Quoted text
— START —
FILM 500: INTRODUCTION TO GRADUATE FILM AND MEDIA STUDIES
Fall 2014
Seminar: Wed. 1-4 pm, Rich Building 103
Screenings: Tues. 8-10 pm, White Hall 205
Instructor
Dr. Tanine Allison
404-712-4393 (office)
Office: 109B Rich Building
Office Hours: Mondays 9:30-11:30 am and by appointment
Readings
- Amy Villarejo, Film Studies: The Basics, 2nd edition (Routledge, 2013)
- John Hill and Pamela Church Gibson, eds., The Oxford Guide to Film Studies (Oxford, 1998)
- Tino Balio, Hollywood in the New Millennium (BFI, 2013)
- Henry Jenkins, Sam Ford, and Joshua Green, Spreadable Media: Creating Value and Meaning in a Networked Culture (NYU, 2013)
- Additional readings will be provided for you as PDFs or online
RECOMMENDED: Kristin Thompson and David Bordwell, Film History: An Introduction, 3rd ed. (McGraw Hill, 2010)
***In addition to book costs, you should budget $12 for registering a Domain name for your website. Financial assistance for this charge is available.
Domain of One’s Own
This course is part of the Domain of One’s Own project. As a participant in this program, you will author and administrate a personal website, create multimodal texts, and complete course work with a variety of digital tools.
- No prior experience with web design or digital authoring is required for successful completion of course work.
- Student work will be published to the web and available to reading publics beyond the class and university.
- Once you have completed the course, the site you built is yours to continue to develop into a personal cyber-infrastructure that may include, but is not limited to, course projects, a professional portfolio, resume/CV documents, social media feeds, and blogs.
- Extensive assistance is available to you from the Writing Center, the Domain program staff, and your instructors. More information can be found here: http://domain.emory.edu/.
Assignments
Ongoing Film/Media Research and Analysis
The assignments over the course of this semester will model how to do an in-depth analysis of a single media text. You will be doing weekly assignments with digital and/or audiovisual components, all published to your website. The weekly assignments will culminate in a final project that will take the form of nontraditional, digital scholarship, such as a website, video essay, or podcast. Training will be provided on some available tools, but it will also be up to you to learn digital tools on your own and push yourself to the limit of your digital literacy.
— END —
Tasks to perform
1. What amount does the syllabus say students should budget for registering a domain name for their website?
2. Do these statements agree with the syllabus? (a) Screenings are held on Tuesdays in White Hall 205. (b) Students need prior experience with web design to complete the course work. (c) The final project takes the form of a traditional research paper. Answer yes or no for each and quote the words of the syllabus that decide it.

Excerpted records
— START —
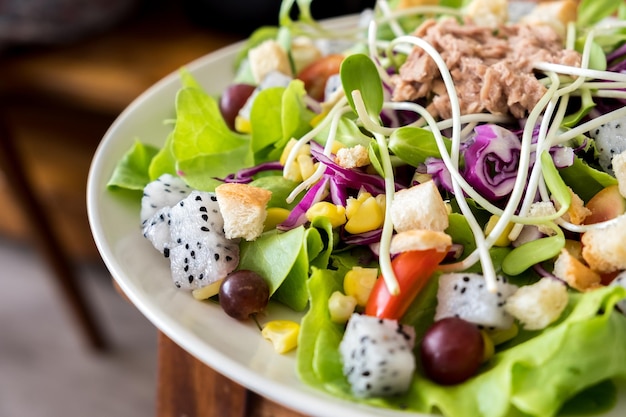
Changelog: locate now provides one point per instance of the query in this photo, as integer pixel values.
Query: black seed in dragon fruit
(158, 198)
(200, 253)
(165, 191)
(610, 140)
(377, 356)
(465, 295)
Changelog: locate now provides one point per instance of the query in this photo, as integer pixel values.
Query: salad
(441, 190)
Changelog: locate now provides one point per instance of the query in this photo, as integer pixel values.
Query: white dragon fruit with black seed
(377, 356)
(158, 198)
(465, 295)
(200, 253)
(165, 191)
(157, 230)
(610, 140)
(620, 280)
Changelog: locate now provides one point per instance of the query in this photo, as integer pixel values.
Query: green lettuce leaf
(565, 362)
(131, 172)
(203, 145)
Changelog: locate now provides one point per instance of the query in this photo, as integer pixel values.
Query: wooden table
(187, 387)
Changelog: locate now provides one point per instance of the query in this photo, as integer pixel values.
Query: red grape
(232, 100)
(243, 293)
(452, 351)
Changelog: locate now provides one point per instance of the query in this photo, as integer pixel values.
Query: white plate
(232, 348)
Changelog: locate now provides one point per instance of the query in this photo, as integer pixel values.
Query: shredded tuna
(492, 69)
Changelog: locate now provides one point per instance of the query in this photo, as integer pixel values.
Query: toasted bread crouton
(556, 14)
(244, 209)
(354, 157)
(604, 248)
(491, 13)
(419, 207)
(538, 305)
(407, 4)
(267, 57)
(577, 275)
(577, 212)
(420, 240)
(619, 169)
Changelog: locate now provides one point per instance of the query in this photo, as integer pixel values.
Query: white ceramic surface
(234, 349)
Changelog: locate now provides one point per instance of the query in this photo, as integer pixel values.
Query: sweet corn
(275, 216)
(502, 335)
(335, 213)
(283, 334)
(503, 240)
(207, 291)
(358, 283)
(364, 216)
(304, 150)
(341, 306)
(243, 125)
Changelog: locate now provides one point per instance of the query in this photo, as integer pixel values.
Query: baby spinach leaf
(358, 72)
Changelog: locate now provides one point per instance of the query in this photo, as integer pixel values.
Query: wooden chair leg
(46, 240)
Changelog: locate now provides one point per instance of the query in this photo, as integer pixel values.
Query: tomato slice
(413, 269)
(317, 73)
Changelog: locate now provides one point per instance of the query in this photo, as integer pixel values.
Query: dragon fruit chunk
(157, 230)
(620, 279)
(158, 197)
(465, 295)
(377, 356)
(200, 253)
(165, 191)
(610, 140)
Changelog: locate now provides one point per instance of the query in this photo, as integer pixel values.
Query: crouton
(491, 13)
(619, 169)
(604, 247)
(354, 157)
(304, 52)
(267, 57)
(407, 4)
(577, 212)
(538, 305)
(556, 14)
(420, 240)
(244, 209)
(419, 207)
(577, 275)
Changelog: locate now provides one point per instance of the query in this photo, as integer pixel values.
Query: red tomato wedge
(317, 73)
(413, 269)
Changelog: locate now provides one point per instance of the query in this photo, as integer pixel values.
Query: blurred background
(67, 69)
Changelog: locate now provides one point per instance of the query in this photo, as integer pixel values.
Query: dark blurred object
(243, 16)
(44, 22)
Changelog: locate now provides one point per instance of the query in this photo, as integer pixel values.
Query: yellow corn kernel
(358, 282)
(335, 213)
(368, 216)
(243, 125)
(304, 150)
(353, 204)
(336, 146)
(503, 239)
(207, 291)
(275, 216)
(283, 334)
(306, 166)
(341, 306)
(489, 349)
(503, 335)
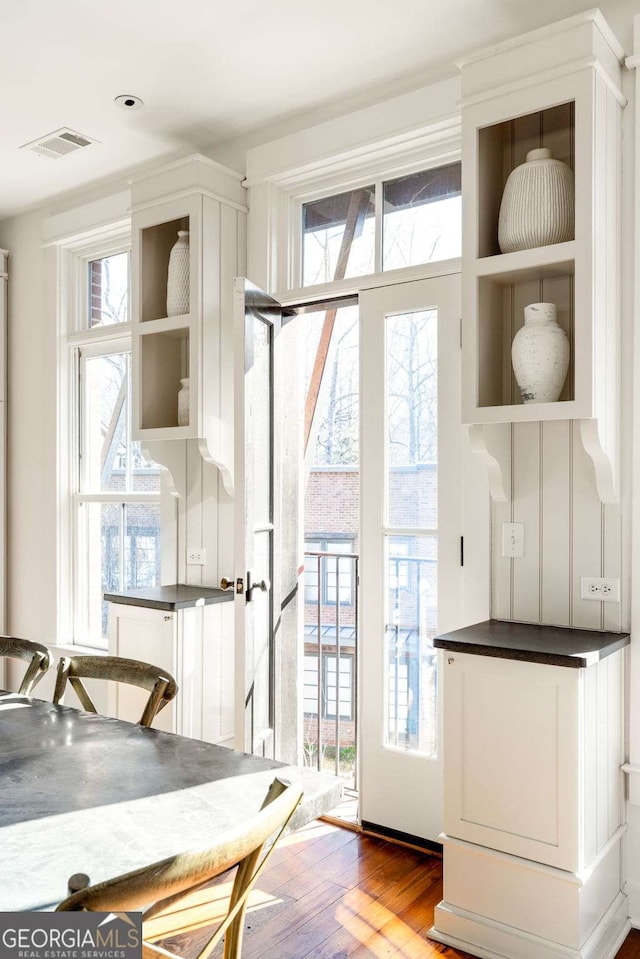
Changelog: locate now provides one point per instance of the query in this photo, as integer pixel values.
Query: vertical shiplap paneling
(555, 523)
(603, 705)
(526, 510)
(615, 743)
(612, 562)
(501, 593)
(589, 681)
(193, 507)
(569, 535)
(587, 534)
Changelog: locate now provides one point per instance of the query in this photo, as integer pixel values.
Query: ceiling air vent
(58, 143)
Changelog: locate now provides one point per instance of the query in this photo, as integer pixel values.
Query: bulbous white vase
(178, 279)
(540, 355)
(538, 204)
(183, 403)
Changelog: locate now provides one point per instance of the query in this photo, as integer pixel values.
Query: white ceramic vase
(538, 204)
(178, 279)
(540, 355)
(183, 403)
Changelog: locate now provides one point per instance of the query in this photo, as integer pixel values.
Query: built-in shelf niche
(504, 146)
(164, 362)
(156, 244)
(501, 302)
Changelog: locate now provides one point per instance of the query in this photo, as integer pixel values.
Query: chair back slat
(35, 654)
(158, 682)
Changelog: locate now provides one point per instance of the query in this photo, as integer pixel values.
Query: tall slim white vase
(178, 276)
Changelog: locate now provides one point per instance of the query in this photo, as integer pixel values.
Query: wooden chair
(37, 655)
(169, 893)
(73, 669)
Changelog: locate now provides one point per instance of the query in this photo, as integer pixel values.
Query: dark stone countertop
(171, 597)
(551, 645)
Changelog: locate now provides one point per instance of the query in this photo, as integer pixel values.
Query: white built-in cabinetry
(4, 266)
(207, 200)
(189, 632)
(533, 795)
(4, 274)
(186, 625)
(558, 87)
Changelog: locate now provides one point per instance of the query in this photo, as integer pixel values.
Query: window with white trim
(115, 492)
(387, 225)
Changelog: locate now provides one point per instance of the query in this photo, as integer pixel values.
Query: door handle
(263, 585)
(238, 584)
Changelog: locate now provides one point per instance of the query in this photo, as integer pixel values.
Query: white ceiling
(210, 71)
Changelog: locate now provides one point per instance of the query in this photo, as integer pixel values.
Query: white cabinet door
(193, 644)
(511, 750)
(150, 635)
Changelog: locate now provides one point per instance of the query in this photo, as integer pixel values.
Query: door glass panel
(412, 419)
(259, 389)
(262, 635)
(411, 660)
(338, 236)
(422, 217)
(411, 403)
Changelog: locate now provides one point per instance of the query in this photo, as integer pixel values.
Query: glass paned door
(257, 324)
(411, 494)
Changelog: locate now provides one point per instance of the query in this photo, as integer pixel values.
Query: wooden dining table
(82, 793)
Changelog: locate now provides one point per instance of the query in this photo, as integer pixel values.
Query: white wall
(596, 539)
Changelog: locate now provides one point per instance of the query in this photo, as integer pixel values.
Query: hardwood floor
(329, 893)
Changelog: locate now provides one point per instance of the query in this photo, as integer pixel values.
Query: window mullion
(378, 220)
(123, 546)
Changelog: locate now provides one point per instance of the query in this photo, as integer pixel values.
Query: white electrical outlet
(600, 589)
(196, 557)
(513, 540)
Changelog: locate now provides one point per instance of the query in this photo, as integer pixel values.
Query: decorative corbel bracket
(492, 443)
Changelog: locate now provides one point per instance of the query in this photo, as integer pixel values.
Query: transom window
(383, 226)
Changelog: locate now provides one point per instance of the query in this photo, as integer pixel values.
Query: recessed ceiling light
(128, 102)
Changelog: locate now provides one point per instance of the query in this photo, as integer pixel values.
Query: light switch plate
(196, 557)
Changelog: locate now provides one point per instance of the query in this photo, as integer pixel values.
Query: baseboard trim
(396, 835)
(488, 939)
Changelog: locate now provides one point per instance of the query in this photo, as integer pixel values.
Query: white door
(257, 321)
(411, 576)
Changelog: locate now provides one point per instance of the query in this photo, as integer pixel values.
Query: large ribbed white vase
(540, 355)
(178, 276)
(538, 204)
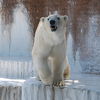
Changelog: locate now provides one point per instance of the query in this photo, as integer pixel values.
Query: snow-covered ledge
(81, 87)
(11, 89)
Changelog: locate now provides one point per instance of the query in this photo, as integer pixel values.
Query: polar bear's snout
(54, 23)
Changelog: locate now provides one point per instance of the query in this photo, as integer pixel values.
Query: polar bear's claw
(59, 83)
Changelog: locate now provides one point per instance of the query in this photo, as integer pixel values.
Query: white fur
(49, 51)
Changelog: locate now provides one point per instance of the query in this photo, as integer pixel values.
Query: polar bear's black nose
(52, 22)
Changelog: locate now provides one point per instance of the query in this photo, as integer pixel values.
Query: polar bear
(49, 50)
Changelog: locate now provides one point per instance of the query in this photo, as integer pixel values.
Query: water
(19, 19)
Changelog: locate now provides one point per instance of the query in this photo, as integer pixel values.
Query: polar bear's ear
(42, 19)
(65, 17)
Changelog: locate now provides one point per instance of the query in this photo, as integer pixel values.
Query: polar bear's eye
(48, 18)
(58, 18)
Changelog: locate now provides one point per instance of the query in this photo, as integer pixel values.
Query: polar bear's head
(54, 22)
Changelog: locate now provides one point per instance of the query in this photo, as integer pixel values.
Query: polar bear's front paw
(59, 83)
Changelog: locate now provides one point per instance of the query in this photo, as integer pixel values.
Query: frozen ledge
— END —
Task-by-task answers
1. $12

2.
(a) Yes: "Screenings: Tues. 8-10 pm, White Hall 205"
(b) No: "No prior experience with web design or digital authoring is required for successful completion of course work."
(c) No: "a final project that will take the form of nontraditional, digital scholarship, such as a website, video essay, or podcast"